*** Opening of Records ***

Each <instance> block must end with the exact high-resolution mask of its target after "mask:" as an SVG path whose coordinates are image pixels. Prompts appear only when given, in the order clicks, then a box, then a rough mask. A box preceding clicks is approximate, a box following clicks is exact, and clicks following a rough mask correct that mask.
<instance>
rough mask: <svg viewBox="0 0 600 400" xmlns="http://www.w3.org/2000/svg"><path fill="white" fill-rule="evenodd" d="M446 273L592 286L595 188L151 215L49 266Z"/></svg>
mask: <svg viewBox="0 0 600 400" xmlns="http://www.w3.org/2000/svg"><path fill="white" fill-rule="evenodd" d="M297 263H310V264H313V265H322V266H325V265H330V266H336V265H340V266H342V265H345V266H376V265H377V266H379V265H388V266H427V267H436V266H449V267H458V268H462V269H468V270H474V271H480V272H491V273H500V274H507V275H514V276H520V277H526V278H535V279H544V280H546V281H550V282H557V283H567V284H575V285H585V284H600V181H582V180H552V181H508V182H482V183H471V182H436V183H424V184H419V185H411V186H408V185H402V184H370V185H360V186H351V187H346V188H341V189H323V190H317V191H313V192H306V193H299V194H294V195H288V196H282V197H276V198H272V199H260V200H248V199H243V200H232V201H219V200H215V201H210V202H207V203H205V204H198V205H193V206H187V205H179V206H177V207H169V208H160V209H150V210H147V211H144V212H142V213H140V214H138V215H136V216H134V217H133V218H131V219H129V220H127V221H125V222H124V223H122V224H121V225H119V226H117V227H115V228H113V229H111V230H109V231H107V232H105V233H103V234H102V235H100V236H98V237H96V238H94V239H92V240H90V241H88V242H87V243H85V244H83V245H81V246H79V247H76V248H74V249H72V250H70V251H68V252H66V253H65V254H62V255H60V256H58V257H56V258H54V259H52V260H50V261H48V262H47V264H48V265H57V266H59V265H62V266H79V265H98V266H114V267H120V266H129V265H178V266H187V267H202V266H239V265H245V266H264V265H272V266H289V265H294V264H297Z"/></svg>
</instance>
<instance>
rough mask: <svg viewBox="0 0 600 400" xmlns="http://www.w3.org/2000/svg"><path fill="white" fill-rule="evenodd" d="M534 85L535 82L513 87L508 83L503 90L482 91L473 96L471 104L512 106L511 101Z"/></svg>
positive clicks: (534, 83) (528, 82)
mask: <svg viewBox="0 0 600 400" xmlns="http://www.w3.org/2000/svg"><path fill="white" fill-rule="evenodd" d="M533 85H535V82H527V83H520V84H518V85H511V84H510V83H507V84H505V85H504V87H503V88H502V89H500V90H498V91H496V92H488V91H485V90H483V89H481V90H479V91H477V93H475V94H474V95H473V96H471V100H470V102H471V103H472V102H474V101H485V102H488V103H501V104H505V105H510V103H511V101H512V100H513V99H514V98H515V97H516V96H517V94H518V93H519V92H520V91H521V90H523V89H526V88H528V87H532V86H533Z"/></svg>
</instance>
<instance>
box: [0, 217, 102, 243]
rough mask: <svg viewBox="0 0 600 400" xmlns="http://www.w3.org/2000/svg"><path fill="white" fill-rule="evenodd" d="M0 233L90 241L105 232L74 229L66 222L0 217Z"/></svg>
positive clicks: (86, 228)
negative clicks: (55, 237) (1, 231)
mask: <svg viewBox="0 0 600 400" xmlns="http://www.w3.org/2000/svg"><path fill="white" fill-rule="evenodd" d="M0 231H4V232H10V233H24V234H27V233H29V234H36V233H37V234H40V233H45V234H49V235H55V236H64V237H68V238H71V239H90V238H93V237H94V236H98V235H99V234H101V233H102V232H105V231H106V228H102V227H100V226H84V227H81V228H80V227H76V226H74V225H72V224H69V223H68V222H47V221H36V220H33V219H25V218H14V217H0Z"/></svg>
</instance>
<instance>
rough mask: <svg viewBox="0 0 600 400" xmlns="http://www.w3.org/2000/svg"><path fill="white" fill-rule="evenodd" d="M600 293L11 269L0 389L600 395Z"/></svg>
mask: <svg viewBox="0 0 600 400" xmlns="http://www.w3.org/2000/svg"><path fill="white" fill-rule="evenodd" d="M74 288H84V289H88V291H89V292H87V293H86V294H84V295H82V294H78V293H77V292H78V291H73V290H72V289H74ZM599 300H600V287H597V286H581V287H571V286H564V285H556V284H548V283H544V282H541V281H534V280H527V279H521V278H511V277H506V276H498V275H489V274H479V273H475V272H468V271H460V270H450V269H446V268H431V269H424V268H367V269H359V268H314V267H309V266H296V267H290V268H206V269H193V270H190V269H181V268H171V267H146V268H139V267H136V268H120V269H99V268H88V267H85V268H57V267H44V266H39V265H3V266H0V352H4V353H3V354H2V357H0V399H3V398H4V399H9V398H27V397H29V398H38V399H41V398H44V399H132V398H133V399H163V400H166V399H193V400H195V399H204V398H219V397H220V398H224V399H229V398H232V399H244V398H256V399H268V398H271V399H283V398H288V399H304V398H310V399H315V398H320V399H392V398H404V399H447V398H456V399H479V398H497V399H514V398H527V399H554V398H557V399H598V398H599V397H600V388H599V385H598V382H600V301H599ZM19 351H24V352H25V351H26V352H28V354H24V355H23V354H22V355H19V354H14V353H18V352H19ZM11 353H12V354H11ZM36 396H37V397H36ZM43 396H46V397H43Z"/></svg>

*** Close of Records ***

# What is needed
Rewrite the data above, switching every "rough mask" to "coarse mask" and leaving everything else unchanged.

# Reply
Each <instance> block must end with the exact high-resolution mask of its target after "mask:" as an SVG path whose coordinates are image pixels. Prompts appear only when given, in the order clicks, then a box, then a coarse mask. A box preceding clicks is approximate, a box following clicks is exact, and clicks following a coarse mask correct that mask.
<instance>
coarse mask: <svg viewBox="0 0 600 400" xmlns="http://www.w3.org/2000/svg"><path fill="white" fill-rule="evenodd" d="M446 273L592 286L595 188L151 215L49 266Z"/></svg>
mask: <svg viewBox="0 0 600 400" xmlns="http://www.w3.org/2000/svg"><path fill="white" fill-rule="evenodd" d="M297 263H310V264H313V265H322V266H325V265H330V266H336V265H340V266H342V265H345V266H376V265H377V266H379V265H388V266H427V267H436V266H449V267H458V268H462V269H468V270H474V271H480V272H491V273H500V274H507V275H514V276H520V277H526V278H535V279H544V280H546V281H550V282H557V283H567V284H575V285H585V284H600V181H582V180H552V181H508V182H482V183H471V182H436V183H424V184H419V185H411V186H408V185H402V184H370V185H360V186H351V187H346V188H341V189H323V190H317V191H313V192H306V193H299V194H294V195H288V196H282V197H276V198H272V199H260V200H248V199H243V200H232V201H219V200H215V201H210V202H207V203H205V204H198V205H193V206H187V205H179V206H177V207H169V208H160V209H150V210H147V211H144V212H142V213H140V214H138V215H136V216H134V217H133V218H131V219H129V220H127V221H125V222H124V223H122V224H121V225H119V226H117V227H115V228H113V229H111V230H109V231H107V232H105V233H103V234H102V235H100V236H98V237H96V238H94V239H92V240H90V241H88V242H87V243H85V244H83V245H81V246H79V247H76V248H74V249H72V250H70V251H68V252H66V253H65V254H62V255H60V256H58V257H56V258H54V259H52V260H50V261H48V262H47V264H48V265H57V266H59V265H62V266H79V265H98V266H114V267H120V266H129V265H178V266H187V267H202V266H239V265H245V266H264V265H272V266H289V265H294V264H297Z"/></svg>
</instance>
<instance>
coarse mask: <svg viewBox="0 0 600 400" xmlns="http://www.w3.org/2000/svg"><path fill="white" fill-rule="evenodd" d="M534 85L535 82L513 87L508 83L503 90L482 91L473 96L471 104L512 106L511 101Z"/></svg>
positive clicks: (534, 83) (528, 82)
mask: <svg viewBox="0 0 600 400" xmlns="http://www.w3.org/2000/svg"><path fill="white" fill-rule="evenodd" d="M533 85H535V82H527V83H520V84H518V85H511V84H510V83H507V84H505V85H504V87H503V88H502V89H500V90H498V91H496V92H488V91H485V90H483V89H481V90H479V91H477V93H475V94H474V95H473V96H471V100H470V102H471V103H472V102H474V101H485V102H488V103H501V104H505V105H510V103H511V101H512V100H513V99H514V98H515V97H516V96H517V94H518V93H519V92H520V91H521V90H523V89H526V88H528V87H532V86H533Z"/></svg>
</instance>
<instance>
box: [0, 217, 102, 243]
coarse mask: <svg viewBox="0 0 600 400" xmlns="http://www.w3.org/2000/svg"><path fill="white" fill-rule="evenodd" d="M0 233L90 241L105 232L74 229L66 222L0 217Z"/></svg>
positive clicks: (86, 228)
negative clicks: (55, 237) (1, 231)
mask: <svg viewBox="0 0 600 400" xmlns="http://www.w3.org/2000/svg"><path fill="white" fill-rule="evenodd" d="M0 231H4V232H10V233H24V234H27V233H29V234H36V233H37V234H40V233H45V234H49V235H55V236H64V237H68V238H71V239H90V238H93V237H94V236H98V235H99V234H101V233H102V232H105V231H106V228H102V227H100V226H84V227H81V228H80V227H76V226H74V225H72V224H69V223H68V222H47V221H36V220H33V219H25V218H14V217H0Z"/></svg>
</instance>
<instance>
coarse mask: <svg viewBox="0 0 600 400" xmlns="http://www.w3.org/2000/svg"><path fill="white" fill-rule="evenodd" d="M600 293L11 269L0 389L600 395Z"/></svg>
mask: <svg viewBox="0 0 600 400" xmlns="http://www.w3.org/2000/svg"><path fill="white" fill-rule="evenodd" d="M74 288H84V289H88V291H89V292H87V293H86V294H84V295H82V294H78V293H77V292H78V291H73V290H72V289H74ZM599 300H600V287H597V286H581V287H571V286H564V285H556V284H548V283H544V282H541V281H534V280H527V279H521V278H511V277H506V276H498V275H489V274H479V273H475V272H468V271H460V270H450V269H446V268H431V269H424V268H367V269H359V268H314V267H309V266H296V267H290V268H206V269H193V270H190V269H181V268H171V267H146V268H139V267H136V268H120V269H99V268H88V267H85V268H57V267H44V266H39V265H3V266H0V352H4V353H3V354H2V357H0V399H3V398H4V399H9V398H27V397H29V398H38V399H41V398H44V399H132V398H133V399H163V400H166V399H193V400H195V399H204V398H219V397H220V398H224V399H229V398H232V399H244V398H256V399H268V398H271V399H283V398H288V399H304V398H310V399H315V398H320V399H392V398H404V399H447V398H456V399H479V398H497V399H514V398H527V399H554V398H557V399H598V398H599V397H600V388H599V385H598V382H600V301H599ZM19 351H24V352H25V351H26V352H28V354H24V355H23V354H22V355H19V354H14V353H18V352H19ZM11 353H12V354H11ZM36 396H37V397H36ZM43 396H46V397H43Z"/></svg>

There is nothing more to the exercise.